─── Texto base ───

Siderúrgica nos Estados Unidos: frear o aquecimento global depende demais das empresas | Alamy/Fotoarena /
Da Redação
Publicado em 22 de novembro de 2018 às 05h42.
Última atualização em 22 de novembro de 2018 às 05h42.
Doze anos. esse é o tempo hábil para impedir que o aquecimento do planeta ultrapasse a marca de 1,5 grau Celsius — diferença tida como o limite de segurança por especialistas, na comparação com a era pré-industrial. A extrapolação desse limiar até 2030 poderá elevar ainda mais o nível dos mares, tornando submersas ilhas hoje habitadas, bem como resultar em prejuízos à agricultura por causa das secas prolongadas. O prognóstico requer um corte global de 45% das emissões de gases do efeito estufa nesse período, tendo como ponto de partida o ano 2010.
A conclusão é do quinto relatório do Painel Intergovernamental de Mudança do Clima da ONU, o IPCC (na sigla em inglês), lançado no dia 5 de outubro. A produção do documento, que menciona cerca de 6.000 estudos sobre o tema, reuniu 91 cientistas de todo o mundo. O objetivo era redimensionar a chamada linha do perigo climático, que havia sido estabelecida em 2 graus pelo Acordo de Paris, o mais amplo tratado do clima, assinado na França em 2015 por 196 países.

─── Material fornecido ───

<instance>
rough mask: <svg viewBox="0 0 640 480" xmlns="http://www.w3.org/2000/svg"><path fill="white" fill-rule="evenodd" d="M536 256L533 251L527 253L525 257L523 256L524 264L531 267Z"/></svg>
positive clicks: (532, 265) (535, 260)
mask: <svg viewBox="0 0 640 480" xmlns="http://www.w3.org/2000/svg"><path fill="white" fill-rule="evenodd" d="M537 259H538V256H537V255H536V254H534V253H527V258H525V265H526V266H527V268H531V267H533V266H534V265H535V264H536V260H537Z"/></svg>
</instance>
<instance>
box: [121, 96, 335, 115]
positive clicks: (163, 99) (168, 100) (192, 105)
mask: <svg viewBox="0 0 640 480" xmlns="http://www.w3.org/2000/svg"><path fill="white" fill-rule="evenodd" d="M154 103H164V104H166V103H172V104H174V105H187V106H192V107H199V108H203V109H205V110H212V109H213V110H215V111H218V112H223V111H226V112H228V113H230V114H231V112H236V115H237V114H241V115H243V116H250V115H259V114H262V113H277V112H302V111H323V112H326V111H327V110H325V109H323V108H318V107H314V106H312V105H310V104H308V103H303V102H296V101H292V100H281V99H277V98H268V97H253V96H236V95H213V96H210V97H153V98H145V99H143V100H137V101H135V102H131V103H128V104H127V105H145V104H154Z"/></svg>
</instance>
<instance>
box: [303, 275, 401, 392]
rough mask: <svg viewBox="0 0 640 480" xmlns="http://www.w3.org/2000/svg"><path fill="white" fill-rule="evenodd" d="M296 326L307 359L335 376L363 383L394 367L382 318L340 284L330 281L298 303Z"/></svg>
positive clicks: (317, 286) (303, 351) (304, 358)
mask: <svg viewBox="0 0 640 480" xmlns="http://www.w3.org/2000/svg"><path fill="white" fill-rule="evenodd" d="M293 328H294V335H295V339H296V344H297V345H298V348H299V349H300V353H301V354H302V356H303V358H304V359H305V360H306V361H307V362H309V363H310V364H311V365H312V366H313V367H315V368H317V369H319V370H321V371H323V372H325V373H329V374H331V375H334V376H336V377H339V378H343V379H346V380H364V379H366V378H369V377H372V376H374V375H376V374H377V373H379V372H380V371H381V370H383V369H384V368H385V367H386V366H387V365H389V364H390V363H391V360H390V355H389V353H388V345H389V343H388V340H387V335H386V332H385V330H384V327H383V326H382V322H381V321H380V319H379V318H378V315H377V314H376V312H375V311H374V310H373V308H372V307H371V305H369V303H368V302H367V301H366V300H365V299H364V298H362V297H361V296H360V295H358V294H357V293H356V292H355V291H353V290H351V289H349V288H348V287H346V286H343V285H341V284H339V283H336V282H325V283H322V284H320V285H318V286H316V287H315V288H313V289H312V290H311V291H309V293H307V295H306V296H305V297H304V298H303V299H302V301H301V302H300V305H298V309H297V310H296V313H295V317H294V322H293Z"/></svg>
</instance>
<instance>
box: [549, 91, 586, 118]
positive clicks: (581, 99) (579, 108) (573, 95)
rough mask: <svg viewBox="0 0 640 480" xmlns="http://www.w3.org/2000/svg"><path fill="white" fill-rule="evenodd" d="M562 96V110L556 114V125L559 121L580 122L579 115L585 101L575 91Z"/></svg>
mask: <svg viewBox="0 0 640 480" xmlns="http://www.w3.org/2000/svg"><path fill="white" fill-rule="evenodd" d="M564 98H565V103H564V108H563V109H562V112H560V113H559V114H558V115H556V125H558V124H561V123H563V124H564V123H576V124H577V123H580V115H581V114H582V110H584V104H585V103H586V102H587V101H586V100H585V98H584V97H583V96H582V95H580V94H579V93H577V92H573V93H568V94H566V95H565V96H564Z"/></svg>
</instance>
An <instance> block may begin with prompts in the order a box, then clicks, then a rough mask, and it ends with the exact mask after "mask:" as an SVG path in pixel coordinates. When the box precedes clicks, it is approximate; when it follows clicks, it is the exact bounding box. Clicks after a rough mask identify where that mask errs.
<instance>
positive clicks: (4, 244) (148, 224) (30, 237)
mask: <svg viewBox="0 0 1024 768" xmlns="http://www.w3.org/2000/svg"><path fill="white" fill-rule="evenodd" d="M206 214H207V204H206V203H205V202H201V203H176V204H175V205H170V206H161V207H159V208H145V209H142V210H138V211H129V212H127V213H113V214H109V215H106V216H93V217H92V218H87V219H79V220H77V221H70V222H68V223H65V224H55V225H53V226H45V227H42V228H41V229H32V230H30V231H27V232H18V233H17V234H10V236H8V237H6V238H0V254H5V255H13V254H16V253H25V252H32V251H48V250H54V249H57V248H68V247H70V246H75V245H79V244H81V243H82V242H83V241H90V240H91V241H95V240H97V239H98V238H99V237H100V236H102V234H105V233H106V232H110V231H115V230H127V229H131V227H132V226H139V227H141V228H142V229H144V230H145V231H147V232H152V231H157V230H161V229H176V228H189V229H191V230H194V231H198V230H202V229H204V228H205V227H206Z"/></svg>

───
─── Material fornecido ───

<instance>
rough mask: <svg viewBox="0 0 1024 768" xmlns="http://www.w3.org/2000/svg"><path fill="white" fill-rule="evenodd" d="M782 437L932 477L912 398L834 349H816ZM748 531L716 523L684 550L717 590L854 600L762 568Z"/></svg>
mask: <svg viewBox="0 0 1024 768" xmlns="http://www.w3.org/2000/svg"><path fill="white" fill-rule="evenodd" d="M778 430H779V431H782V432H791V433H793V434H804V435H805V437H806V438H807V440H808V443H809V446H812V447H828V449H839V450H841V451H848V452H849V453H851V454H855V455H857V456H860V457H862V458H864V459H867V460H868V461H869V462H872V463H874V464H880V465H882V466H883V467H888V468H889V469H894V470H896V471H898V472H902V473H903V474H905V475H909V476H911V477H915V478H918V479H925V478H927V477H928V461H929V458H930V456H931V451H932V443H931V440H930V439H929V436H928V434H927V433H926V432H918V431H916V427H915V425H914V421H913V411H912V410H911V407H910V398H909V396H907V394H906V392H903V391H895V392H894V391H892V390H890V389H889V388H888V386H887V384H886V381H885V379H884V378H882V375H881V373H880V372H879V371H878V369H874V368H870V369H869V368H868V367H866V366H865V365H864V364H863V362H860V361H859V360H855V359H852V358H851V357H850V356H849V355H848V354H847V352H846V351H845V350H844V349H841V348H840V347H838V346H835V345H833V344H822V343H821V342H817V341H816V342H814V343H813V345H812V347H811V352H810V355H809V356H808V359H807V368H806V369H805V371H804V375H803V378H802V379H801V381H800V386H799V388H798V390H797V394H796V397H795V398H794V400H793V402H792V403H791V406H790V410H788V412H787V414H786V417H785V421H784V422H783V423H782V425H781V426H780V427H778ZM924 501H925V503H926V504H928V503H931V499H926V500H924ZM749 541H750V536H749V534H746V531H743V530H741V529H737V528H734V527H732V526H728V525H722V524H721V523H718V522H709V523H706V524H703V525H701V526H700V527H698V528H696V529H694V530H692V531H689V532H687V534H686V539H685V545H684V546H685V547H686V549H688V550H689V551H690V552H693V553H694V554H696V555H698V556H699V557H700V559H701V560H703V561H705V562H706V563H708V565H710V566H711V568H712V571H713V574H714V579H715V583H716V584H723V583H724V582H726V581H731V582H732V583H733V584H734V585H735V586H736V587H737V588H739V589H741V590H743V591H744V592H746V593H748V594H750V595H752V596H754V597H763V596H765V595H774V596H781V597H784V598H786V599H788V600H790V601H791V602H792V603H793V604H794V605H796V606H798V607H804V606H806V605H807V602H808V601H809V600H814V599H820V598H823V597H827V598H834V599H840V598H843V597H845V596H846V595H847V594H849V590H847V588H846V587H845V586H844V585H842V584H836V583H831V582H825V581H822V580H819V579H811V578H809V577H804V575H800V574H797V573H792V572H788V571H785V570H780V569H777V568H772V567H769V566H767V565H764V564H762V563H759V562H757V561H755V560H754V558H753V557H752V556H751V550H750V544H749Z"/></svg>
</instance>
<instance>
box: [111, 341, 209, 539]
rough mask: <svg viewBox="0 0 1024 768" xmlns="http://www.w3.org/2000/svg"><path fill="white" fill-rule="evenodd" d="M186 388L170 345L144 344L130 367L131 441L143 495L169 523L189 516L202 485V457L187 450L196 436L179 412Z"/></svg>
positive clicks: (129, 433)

───
─── Material fornecido ───

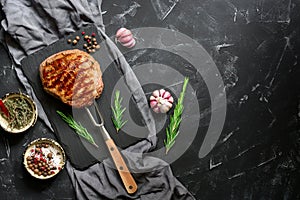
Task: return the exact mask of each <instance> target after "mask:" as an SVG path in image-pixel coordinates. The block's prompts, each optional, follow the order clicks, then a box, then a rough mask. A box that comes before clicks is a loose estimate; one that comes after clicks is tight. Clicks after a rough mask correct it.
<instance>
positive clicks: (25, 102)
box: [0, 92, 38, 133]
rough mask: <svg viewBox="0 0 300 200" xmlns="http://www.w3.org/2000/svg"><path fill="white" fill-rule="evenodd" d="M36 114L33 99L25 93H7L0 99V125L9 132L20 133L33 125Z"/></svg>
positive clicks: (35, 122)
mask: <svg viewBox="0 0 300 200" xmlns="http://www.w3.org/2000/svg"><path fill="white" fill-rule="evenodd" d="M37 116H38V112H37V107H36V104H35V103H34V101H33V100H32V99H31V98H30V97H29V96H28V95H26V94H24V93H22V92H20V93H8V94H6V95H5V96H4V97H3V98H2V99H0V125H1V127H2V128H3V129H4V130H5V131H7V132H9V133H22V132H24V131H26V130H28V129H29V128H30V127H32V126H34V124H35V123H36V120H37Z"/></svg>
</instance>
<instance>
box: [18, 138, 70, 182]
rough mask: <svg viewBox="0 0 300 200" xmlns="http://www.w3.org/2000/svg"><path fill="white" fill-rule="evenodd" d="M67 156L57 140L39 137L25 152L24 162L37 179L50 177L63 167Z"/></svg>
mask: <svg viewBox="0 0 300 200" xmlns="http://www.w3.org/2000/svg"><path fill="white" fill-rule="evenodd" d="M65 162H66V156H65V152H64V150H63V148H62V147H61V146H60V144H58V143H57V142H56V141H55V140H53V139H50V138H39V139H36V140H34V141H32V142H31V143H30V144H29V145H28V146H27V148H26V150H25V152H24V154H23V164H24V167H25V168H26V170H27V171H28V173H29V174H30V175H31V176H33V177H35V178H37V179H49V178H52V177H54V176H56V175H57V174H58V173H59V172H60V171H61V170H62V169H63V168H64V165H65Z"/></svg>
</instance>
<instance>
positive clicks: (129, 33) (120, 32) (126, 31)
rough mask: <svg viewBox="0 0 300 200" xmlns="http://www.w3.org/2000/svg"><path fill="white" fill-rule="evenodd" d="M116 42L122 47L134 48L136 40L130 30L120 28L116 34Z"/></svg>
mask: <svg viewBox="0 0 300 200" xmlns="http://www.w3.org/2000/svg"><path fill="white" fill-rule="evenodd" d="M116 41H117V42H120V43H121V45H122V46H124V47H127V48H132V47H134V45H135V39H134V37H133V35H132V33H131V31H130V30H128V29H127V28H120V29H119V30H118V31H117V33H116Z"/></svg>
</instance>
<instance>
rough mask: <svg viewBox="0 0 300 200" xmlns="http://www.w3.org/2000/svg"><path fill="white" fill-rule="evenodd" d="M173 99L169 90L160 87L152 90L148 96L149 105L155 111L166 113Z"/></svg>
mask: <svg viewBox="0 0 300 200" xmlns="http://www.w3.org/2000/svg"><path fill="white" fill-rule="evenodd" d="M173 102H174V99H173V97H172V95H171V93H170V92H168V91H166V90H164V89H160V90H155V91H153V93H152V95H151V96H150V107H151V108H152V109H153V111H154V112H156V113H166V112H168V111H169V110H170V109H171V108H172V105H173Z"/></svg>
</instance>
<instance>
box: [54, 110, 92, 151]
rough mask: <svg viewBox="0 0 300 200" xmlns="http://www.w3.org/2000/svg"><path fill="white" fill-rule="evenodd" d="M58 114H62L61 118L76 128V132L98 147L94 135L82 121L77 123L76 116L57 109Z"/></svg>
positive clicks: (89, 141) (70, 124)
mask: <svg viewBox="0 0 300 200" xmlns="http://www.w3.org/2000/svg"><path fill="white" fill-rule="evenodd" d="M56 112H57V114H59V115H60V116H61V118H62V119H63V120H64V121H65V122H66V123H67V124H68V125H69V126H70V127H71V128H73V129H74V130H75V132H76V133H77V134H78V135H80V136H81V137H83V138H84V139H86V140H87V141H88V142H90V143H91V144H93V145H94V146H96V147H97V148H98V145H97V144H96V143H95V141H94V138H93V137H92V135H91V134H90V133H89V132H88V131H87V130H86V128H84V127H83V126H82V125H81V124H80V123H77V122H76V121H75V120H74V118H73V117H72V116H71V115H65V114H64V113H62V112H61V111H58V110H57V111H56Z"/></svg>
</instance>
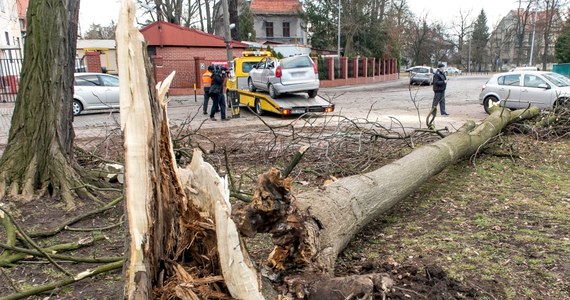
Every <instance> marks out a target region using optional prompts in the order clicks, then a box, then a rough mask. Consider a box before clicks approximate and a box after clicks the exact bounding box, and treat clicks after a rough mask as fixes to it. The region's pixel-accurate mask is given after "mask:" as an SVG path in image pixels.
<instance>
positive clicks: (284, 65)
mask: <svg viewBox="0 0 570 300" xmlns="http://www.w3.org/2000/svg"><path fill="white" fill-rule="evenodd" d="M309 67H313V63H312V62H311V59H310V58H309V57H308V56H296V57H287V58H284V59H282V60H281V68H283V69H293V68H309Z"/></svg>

───

* [Tarefas e exercícios]:
• a. Modifique o trecho do texto sobre o aquecimento global que vai de "Siderúrgica nos Estados" até "atualização em 22 de novembro de 2018 às 05h42.", inclusive, trocando "novembro" por "dezembro".
• b. Relacione, na ordem em que aparecem e sem repetições, todos os anos citados no texto sobre o aquecimento global.

* [Gabarito]:
• a.
Siderúrgica nos Estados Unidos: frear o aquecimento global depende demais das empresas | Alamy/Fotoarena /
Da Redação
Publicado em 22 de dezembro de 2018 às 05h42.
Última atualização em 22 de dezembro de 2018 às 05h42.

• b. 2018, 2030, 2010, 2015